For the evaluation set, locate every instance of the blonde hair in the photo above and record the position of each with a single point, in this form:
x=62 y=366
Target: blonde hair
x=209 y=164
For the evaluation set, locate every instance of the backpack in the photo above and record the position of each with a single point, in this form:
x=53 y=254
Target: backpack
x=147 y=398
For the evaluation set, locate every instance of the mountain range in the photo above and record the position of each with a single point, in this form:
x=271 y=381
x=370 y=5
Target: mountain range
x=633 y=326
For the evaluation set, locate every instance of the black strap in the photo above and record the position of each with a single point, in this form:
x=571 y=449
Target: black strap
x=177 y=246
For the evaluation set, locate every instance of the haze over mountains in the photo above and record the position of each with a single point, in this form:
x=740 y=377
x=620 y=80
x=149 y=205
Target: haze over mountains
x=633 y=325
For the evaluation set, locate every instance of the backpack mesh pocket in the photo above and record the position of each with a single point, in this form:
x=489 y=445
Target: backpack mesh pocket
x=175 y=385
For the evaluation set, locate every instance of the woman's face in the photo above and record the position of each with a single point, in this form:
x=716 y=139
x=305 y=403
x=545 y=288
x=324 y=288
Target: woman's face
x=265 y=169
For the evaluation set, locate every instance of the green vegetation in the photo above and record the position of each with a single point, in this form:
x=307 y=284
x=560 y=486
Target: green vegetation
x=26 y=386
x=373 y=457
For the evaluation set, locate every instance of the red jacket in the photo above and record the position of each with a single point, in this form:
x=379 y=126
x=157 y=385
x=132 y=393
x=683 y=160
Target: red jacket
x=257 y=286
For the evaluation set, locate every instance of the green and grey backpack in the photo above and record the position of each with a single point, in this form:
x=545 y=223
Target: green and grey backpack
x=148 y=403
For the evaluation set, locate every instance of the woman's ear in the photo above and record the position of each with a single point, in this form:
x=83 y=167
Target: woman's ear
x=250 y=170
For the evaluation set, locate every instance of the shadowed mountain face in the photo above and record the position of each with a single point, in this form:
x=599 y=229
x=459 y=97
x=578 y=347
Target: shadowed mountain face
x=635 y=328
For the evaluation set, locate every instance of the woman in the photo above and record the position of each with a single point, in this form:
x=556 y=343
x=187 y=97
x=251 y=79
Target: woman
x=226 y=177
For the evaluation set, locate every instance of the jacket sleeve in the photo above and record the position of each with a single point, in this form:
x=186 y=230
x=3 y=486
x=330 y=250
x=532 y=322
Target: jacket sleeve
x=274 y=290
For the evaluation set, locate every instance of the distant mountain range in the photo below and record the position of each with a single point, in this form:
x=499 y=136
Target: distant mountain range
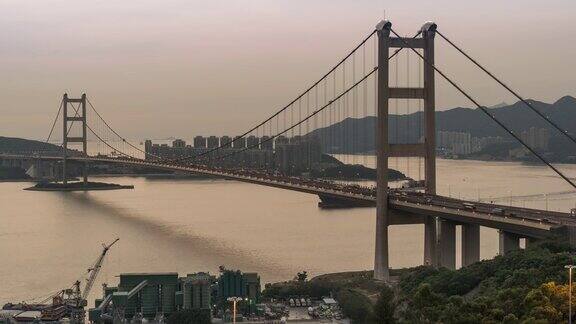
x=357 y=135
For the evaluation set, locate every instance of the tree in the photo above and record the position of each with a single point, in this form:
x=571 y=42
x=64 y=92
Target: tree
x=385 y=307
x=301 y=276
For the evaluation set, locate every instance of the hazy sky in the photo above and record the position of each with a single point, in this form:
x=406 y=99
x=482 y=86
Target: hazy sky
x=182 y=68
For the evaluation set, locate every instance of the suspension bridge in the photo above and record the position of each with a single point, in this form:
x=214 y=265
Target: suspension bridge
x=388 y=77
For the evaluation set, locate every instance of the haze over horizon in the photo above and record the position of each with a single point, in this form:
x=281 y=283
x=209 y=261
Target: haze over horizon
x=182 y=68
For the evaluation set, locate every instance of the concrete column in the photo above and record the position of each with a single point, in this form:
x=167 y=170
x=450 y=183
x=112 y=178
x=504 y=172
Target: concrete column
x=431 y=249
x=508 y=242
x=448 y=244
x=470 y=244
x=64 y=134
x=381 y=262
x=84 y=140
x=430 y=242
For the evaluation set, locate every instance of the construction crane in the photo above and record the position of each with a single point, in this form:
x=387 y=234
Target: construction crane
x=95 y=269
x=69 y=302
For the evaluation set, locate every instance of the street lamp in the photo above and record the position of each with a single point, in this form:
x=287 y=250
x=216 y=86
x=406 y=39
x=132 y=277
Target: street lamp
x=234 y=300
x=569 y=267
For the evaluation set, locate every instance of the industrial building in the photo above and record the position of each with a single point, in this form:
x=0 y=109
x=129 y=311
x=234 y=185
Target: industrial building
x=152 y=296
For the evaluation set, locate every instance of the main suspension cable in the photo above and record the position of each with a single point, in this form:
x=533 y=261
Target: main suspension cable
x=55 y=120
x=485 y=110
x=326 y=75
x=526 y=102
x=305 y=119
x=283 y=108
x=122 y=138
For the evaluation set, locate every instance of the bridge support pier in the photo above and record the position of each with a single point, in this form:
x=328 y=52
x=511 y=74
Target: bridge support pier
x=430 y=242
x=508 y=242
x=470 y=244
x=448 y=244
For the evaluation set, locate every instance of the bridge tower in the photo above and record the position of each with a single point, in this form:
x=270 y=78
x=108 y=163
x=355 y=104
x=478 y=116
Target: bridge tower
x=385 y=150
x=79 y=116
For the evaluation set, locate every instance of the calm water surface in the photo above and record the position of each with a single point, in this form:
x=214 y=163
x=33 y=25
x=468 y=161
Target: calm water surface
x=49 y=239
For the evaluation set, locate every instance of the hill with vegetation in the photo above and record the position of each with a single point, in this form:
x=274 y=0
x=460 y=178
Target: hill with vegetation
x=524 y=286
x=356 y=135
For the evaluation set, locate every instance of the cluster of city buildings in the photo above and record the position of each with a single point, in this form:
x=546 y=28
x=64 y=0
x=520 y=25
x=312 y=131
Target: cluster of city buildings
x=152 y=296
x=462 y=143
x=290 y=155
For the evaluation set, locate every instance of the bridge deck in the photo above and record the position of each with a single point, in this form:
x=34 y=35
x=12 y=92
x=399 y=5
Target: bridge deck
x=524 y=221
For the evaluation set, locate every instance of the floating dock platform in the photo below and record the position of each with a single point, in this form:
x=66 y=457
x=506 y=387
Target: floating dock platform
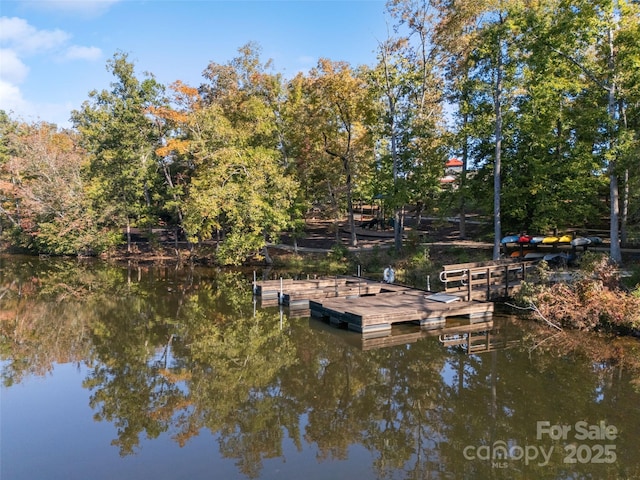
x=370 y=307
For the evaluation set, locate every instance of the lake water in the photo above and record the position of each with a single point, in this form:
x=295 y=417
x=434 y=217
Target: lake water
x=153 y=372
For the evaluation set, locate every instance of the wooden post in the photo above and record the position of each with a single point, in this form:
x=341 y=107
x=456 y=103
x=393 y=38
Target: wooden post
x=488 y=283
x=506 y=280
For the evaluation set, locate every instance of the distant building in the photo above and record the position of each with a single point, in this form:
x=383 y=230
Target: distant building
x=452 y=169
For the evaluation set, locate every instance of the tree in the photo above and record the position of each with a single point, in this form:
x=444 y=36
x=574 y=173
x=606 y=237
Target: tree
x=121 y=138
x=43 y=193
x=341 y=109
x=239 y=189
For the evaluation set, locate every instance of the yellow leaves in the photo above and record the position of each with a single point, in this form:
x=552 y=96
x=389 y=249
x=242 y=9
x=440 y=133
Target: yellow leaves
x=174 y=145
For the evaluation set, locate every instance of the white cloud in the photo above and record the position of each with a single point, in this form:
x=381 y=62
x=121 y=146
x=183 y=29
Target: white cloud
x=19 y=42
x=17 y=34
x=84 y=8
x=11 y=98
x=12 y=69
x=76 y=52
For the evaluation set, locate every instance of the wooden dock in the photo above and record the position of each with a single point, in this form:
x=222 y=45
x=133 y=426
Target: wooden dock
x=371 y=307
x=486 y=280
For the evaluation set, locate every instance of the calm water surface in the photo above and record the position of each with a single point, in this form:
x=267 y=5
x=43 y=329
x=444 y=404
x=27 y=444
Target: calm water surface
x=134 y=373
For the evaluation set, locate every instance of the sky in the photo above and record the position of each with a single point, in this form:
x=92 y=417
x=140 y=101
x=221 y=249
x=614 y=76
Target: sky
x=54 y=52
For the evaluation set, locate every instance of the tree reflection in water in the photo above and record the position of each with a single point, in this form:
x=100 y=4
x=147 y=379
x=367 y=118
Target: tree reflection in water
x=177 y=352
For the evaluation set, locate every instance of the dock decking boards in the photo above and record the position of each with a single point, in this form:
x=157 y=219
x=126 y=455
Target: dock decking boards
x=368 y=307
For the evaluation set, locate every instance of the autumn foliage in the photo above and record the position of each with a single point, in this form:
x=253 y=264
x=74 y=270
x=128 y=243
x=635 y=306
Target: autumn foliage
x=594 y=300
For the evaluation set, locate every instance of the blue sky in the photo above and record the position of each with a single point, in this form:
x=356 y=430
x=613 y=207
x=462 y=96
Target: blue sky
x=53 y=52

_Short task_
Starting from the line containing "For the evaluation set, locate every instance of the white" and ending with the final line of the data, reproduce each line exactly as it appears, including no other lines.

_Complete response_
For the evaluation set, locate every instance of the white cloud in the photo above and record the position of each with a single point, in this form:
x=381 y=62
x=121 y=146
x=183 y=29
Target: white cloud
x=19 y=42
x=17 y=34
x=84 y=8
x=11 y=98
x=12 y=69
x=76 y=52
For the evaluation set, locate every instance of the wooden dock in the photo above and record the position of each with a single point, in this form:
x=222 y=45
x=133 y=426
Target: wooden dock
x=371 y=307
x=486 y=280
For the evaluation set, locate every instance of the calm water surface in the photo above and record the position of each with a single point, in this form:
x=267 y=5
x=43 y=329
x=444 y=404
x=27 y=444
Target: calm water surface
x=134 y=373
For the evaluation set, locate every instance of the sky in the photo above and record the position of each with a single point, in this form:
x=92 y=417
x=140 y=101
x=221 y=249
x=614 y=76
Target: sky
x=54 y=52
For the evaluation set, locate every instance of the tree reflection in water in the photo above and record the position of each with a single point, in this form:
x=100 y=4
x=147 y=379
x=367 y=118
Target: tree reflection in water
x=177 y=352
For the evaluation set, locate every instance of the dock decking boards in the photo above and record the position of each with a single point, in this form:
x=157 y=219
x=126 y=455
Target: dock decking boards
x=368 y=307
For the evaluation set, locate every instance of the autumn foliage in the photo above and record the position of each with a single point, in this form:
x=253 y=264
x=74 y=270
x=128 y=243
x=635 y=306
Target: autumn foliage
x=594 y=300
For the evaluation set, locate every instance of the blue sky in the photo above and record the position of each with a single point, in this form:
x=356 y=430
x=613 y=207
x=462 y=96
Target: blue sky
x=53 y=52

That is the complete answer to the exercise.